Exercise goal
A word-for-word transcript of every entry is required.

[Segmentation mask data]
┌──

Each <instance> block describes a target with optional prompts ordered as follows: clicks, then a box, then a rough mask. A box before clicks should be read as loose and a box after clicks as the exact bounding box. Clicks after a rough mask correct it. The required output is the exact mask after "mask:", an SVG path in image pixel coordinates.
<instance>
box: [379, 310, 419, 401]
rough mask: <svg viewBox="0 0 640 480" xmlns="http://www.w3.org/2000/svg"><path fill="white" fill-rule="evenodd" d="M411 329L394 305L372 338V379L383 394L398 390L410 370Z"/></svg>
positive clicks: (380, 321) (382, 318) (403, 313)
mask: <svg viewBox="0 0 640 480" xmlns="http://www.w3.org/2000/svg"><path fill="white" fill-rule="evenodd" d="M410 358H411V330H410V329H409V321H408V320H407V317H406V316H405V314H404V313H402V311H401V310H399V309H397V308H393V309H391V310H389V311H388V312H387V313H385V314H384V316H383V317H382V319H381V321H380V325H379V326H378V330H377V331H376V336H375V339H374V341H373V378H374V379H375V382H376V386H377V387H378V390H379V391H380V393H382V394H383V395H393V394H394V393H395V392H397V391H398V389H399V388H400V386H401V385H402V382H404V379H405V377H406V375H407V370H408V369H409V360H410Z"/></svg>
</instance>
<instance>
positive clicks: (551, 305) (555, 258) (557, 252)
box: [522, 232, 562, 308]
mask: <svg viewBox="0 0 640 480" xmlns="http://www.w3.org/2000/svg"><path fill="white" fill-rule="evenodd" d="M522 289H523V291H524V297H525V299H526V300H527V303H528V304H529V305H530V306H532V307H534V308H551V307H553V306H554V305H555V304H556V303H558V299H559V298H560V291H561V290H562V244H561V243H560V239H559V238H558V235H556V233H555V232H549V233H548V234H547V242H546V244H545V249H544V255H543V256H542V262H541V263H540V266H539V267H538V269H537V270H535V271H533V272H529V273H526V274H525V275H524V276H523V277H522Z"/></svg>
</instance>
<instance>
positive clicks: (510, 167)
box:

└──

Output for this exercise
Each <instance> block describes a target with optional prompts ordered as follows: clicks, then a box, then a rough mask. A box before clicks should be read as loose and a box after clicks as the exact bounding box. Clicks after a rough mask correct it. The required output is the exact mask after "mask:", an SVG path in image pixel coordinates.
<instance>
box: [379, 310, 419, 401]
rough mask: <svg viewBox="0 0 640 480" xmlns="http://www.w3.org/2000/svg"><path fill="white" fill-rule="evenodd" d="M411 329L394 305L372 338V379L383 394L398 390L410 370Z"/></svg>
positive clicks: (380, 321) (382, 318) (403, 313)
mask: <svg viewBox="0 0 640 480" xmlns="http://www.w3.org/2000/svg"><path fill="white" fill-rule="evenodd" d="M410 358H411V330H410V329H409V321H408V320H407V317H406V316H405V314H404V313H402V311H401V310H399V309H397V308H393V309H391V310H389V311H388V312H387V313H385V314H384V316H383V317H382V319H381V321H380V325H379V326H378V330H377V331H376V336H375V339H374V341H373V378H374V379H375V382H376V386H377V387H378V390H379V391H380V393H382V394H383V395H393V394H394V393H395V392H397V391H398V389H399V388H400V386H401V385H402V382H404V379H405V377H406V375H407V370H408V369H409V360H410Z"/></svg>
</instance>
<instance>
positive clicks: (551, 305) (555, 258) (557, 252)
box: [522, 232, 562, 308]
mask: <svg viewBox="0 0 640 480" xmlns="http://www.w3.org/2000/svg"><path fill="white" fill-rule="evenodd" d="M522 289H523V291H524V297H525V299H526V300H527V303H528V304H529V305H530V306H532V307H534V308H551V307H553V306H554V305H555V304H556V303H558V299H559V298H560V291H561V290H562V244H561V243H560V239H559V238H558V235H556V233H555V232H549V233H548V234H547V242H546V244H545V249H544V255H543V256H542V262H541V263H540V266H539V267H538V269H537V270H535V271H533V272H529V273H526V274H525V275H524V276H523V277H522Z"/></svg>
</instance>
<instance>
positive clicks: (510, 167)
box:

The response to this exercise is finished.